■ Поставленная задача A:
Объясните по извлечённому тексту, почему говорящий считает первую гипотезу не очень хорошей.
■ Поставленная задача B:
Замените в извлечённом тексте "гармошка" на "аккордеон" и перепишите фрагмент от слов "Ну, это более" до слов "следующая более существенна." включительно.

Ну, это более сложный график. Просто это такая шкала, которая, как гармошка, сжимает масштабы времени. Вот здесь масштаб времени — это тысячи лет, а здесь уже 250 тысяч лет. Вот эти ледниковые эпохи. Ну, а потом, если вы сожмете еще вот эти вот ледниковые эпохи, то у вас получится вот такой график. А потом если еще сожмете масштаб рассмотрения, то у вас получится не такой график, а почти совершенно другой, все зависит от масштаба рассмотрения. Поэтому, может быть, мы здесь находимся, но что происходит внутри вот этой шапочки, мы не знаем. То есть совершенно другой масштаб времени. Поэтому я не думаю, что эта гипотеза очень хорошая, я думаю, что следующая более существенна.
Вот если мы рассмотрим уже исторические масштабы времени, то окажется, что да. Потепление нынешнее может напоминать те эпохи, которые были раньше. Они известны в истории очень хорошо - например, Средневековый теплый период, он был между 1100 и 1300 годами нашей эры. Потом наступил Малый ледниковый период с 1350 года до 1860 года примерно. Еще до этого были такие же теплые и холодные эпохи. Какие были аномальные температуры? Вот мы сейчас имеем рост глобальной температуры на 0.74 градуса в некоторых регионах, а для Северного полушария мы имеем уже 1,5°, а тогда было 2°. То есть, тот же примерно масштаб аномалий.


Что нам известно про эти периоды? Достаточно много. Известно, что когда был теплый период с 1100 по 1300 год, например, в Англии выращивали виноград, и было такое понятие - «английское вино». А сейчас если сказать, что в Англии есть вино, это плохая шутка, французы будут смеяться. Что было еще в этот теплый период? Ну, например, Гренландия была и названа Гренландией — Зеленой землей. Туда высадились викинги — Эрик Рыжий приплыл - и они там сидели с 1100 по 1300 год, и там было примерно 3000 хозяйств или фермеров, а потом наступило похолодание, и, удивительно, они там остались на месте, они не уплыли. Они там просто погибли. Ждали, думали - одну зиму перезимуем, сначала съели скот, потом собак , потом еще что нашли съели, а потом вымерли. И вот, до сих пор загадка — отчего они не уплыли. Потому что им казалось, что раз всегда так было, раз уже несколько поколений там живет, ну не может же быть такого, чтобы все это закончилось. А все закончилось, закончилось это вот потепление. Про виноградарство потом расскажу. Про холодный период тоже можно сказать. Последнее замерзание Темзы было в 1814 году. Сегодня мне Борис сказал, что Днепр не замерзал 3 года подряд, последних, да? Примерно такое же явление.

Записи с отмеченными точками
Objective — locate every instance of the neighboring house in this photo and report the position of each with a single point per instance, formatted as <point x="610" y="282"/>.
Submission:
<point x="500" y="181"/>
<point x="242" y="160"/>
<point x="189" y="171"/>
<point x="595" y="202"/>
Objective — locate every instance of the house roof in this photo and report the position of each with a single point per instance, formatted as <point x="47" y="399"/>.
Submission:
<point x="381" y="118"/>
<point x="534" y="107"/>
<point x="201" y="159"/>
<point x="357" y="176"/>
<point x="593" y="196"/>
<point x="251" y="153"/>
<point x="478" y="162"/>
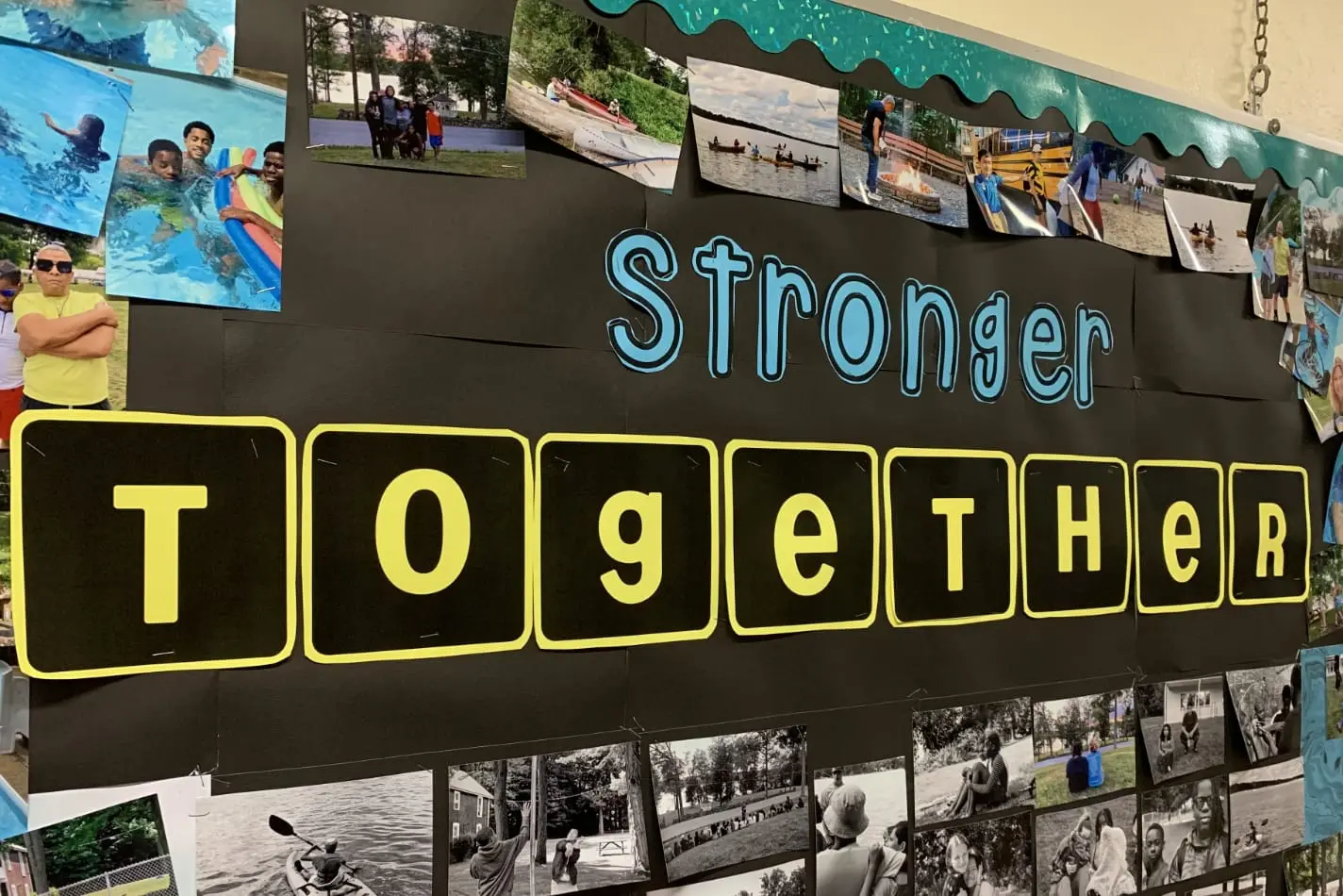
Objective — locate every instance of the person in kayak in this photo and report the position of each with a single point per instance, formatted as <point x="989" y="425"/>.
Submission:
<point x="494" y="858"/>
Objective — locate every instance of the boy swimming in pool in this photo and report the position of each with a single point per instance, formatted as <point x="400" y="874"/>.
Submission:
<point x="116" y="28"/>
<point x="273" y="174"/>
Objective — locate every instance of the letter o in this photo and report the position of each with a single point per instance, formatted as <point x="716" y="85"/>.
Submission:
<point x="390" y="531"/>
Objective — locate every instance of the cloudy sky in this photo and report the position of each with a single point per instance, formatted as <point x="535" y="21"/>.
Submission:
<point x="794" y="108"/>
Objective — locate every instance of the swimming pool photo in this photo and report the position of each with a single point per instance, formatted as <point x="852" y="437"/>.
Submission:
<point x="58" y="145"/>
<point x="195" y="40"/>
<point x="165" y="237"/>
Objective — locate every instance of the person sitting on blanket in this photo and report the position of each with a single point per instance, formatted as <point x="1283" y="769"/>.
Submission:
<point x="985" y="782"/>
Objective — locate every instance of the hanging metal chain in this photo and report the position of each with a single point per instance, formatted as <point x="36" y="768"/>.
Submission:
<point x="1260" y="73"/>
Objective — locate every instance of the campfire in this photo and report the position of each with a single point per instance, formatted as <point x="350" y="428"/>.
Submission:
<point x="908" y="187"/>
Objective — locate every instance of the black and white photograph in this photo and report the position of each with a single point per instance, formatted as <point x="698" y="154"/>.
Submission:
<point x="731" y="800"/>
<point x="990" y="857"/>
<point x="491" y="825"/>
<point x="1251" y="884"/>
<point x="786" y="879"/>
<point x="1267" y="703"/>
<point x="1184" y="725"/>
<point x="971" y="760"/>
<point x="349" y="838"/>
<point x="1268" y="810"/>
<point x="862" y="807"/>
<point x="594" y="819"/>
<point x="1186" y="832"/>
<point x="763" y="133"/>
<point x="1209" y="221"/>
<point x="1084" y="747"/>
<point x="119" y="851"/>
<point x="1088" y="849"/>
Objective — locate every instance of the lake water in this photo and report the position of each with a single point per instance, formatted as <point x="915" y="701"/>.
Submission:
<point x="740" y="173"/>
<point x="165" y="47"/>
<point x="41" y="179"/>
<point x="167" y="242"/>
<point x="384" y="826"/>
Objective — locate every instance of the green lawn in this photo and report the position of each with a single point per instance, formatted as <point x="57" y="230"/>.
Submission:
<point x="1052" y="784"/>
<point x="450" y="161"/>
<point x="117" y="360"/>
<point x="770" y="838"/>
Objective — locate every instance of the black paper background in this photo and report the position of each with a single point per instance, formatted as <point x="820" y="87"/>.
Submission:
<point x="497" y="320"/>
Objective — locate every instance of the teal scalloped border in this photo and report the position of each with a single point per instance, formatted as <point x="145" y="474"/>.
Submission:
<point x="846" y="37"/>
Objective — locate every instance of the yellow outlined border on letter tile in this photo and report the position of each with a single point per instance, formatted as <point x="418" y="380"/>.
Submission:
<point x="412" y="653"/>
<point x="1231" y="550"/>
<point x="889" y="534"/>
<point x="1128" y="535"/>
<point x="1221" y="537"/>
<point x="113" y="418"/>
<point x="734" y="446"/>
<point x="535" y="543"/>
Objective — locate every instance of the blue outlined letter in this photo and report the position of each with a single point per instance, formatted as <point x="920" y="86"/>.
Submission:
<point x="1042" y="340"/>
<point x="658" y="351"/>
<point x="781" y="287"/>
<point x="855" y="328"/>
<point x="1091" y="325"/>
<point x="722" y="263"/>
<point x="988" y="348"/>
<point x="919" y="303"/>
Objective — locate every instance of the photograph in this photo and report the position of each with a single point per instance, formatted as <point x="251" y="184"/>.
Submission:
<point x="1117" y="198"/>
<point x="788" y="879"/>
<point x="1186" y="832"/>
<point x="196" y="212"/>
<point x="47" y="274"/>
<point x="731" y="800"/>
<point x="1324" y="608"/>
<point x="191" y="37"/>
<point x="119" y="849"/>
<point x="1277" y="258"/>
<point x="1315" y="870"/>
<point x="1184" y="725"/>
<point x="1209" y="221"/>
<point x="1321" y="227"/>
<point x="1251" y="884"/>
<point x="408" y="94"/>
<point x="1268" y="706"/>
<point x="974" y="759"/>
<point x="58" y="149"/>
<point x="766" y="135"/>
<point x="861" y="809"/>
<point x="1084" y="747"/>
<point x="902" y="156"/>
<point x="1333" y="695"/>
<point x="1268" y="810"/>
<point x="594" y="829"/>
<point x="349" y="838"/>
<point x="990" y="857"/>
<point x="491" y="821"/>
<point x="1093" y="848"/>
<point x="605" y="97"/>
<point x="1016" y="177"/>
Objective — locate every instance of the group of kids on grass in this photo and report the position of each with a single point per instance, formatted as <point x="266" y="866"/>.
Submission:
<point x="396" y="125"/>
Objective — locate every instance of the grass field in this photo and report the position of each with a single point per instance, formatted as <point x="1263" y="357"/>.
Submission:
<point x="1212" y="747"/>
<point x="779" y="835"/>
<point x="1052" y="782"/>
<point x="117" y="360"/>
<point x="450" y="161"/>
<point x="1051" y="829"/>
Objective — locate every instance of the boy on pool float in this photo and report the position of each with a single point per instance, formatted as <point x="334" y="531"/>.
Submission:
<point x="116" y="28"/>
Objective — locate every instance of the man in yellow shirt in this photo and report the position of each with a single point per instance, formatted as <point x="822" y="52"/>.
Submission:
<point x="65" y="338"/>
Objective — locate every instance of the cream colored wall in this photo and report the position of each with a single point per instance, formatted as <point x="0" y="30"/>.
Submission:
<point x="1198" y="47"/>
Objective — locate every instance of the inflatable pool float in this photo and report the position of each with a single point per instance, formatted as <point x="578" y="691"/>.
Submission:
<point x="257" y="247"/>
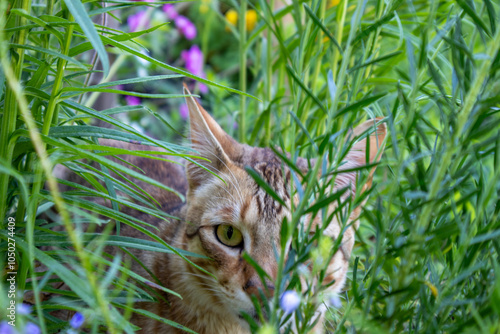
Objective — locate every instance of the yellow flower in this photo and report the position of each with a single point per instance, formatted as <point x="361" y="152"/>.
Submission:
<point x="232" y="17"/>
<point x="250" y="19"/>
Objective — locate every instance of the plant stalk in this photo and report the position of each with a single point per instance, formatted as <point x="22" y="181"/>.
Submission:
<point x="243" y="68"/>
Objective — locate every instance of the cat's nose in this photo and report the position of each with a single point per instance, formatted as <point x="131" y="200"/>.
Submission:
<point x="254" y="285"/>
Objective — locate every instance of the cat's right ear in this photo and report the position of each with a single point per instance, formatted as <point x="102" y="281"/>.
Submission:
<point x="209" y="140"/>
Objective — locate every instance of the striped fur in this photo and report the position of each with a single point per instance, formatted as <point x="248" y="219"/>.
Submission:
<point x="213" y="304"/>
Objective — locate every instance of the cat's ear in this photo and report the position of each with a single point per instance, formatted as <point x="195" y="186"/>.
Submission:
<point x="366" y="151"/>
<point x="211" y="142"/>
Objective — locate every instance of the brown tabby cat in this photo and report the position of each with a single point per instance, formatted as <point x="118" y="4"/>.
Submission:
<point x="222" y="219"/>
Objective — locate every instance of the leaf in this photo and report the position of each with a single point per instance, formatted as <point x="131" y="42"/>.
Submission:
<point x="472" y="13"/>
<point x="81" y="17"/>
<point x="264" y="185"/>
<point x="359" y="104"/>
<point x="320" y="24"/>
<point x="305" y="88"/>
<point x="129" y="50"/>
<point x="50" y="52"/>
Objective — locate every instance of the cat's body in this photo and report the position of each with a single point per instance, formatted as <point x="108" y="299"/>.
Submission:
<point x="224" y="216"/>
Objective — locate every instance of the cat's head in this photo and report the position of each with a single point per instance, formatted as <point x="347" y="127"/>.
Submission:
<point x="229" y="214"/>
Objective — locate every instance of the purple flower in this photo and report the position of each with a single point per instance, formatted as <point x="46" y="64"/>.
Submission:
<point x="24" y="309"/>
<point x="186" y="27"/>
<point x="170" y="11"/>
<point x="136" y="20"/>
<point x="184" y="111"/>
<point x="31" y="328"/>
<point x="132" y="100"/>
<point x="5" y="328"/>
<point x="289" y="301"/>
<point x="334" y="301"/>
<point x="77" y="320"/>
<point x="194" y="60"/>
<point x="203" y="87"/>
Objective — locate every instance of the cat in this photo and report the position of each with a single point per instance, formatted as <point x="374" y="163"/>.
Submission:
<point x="222" y="219"/>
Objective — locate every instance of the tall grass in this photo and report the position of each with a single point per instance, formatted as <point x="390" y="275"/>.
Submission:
<point x="427" y="250"/>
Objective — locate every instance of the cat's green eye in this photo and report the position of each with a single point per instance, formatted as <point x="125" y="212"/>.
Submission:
<point x="229" y="236"/>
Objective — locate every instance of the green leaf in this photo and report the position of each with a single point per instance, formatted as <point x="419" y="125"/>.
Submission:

■ Письменный ответ A:
Вид графика зависит от масштаба рассмотрения времени: если сжать масштаб, получится почти совершенно другой график. Поэтому неизвестно, что происходит внутри «шапочки», ведь там совершенно другой масштаб времени.

■ Письменный ответ B:
Ну, это более сложный график. Просто это такая шкала, которая, как аккордеон, сжимает масштабы времени. Вот здесь масштаб времени — это тысячи лет, а здесь уже 250 тысяч лет. Вот эти ледниковые эпохи. Ну, а потом, если вы сожмете еще вот эти вот ледниковые эпохи, то у вас получится вот такой график. А потом если еще сожмете масштаб рассмотрения, то у вас получится не такой график, а почти совершенно другой, все зависит от масштаба рассмотрения. Поэтому, может быть, мы здесь находимся, но что происходит внутри вот этой шапочки, мы не знаем. То есть совершенно другой масштаб времени. Поэтому я не думаю, что эта гипотеза очень хорошая, я думаю, что следующая более существенна.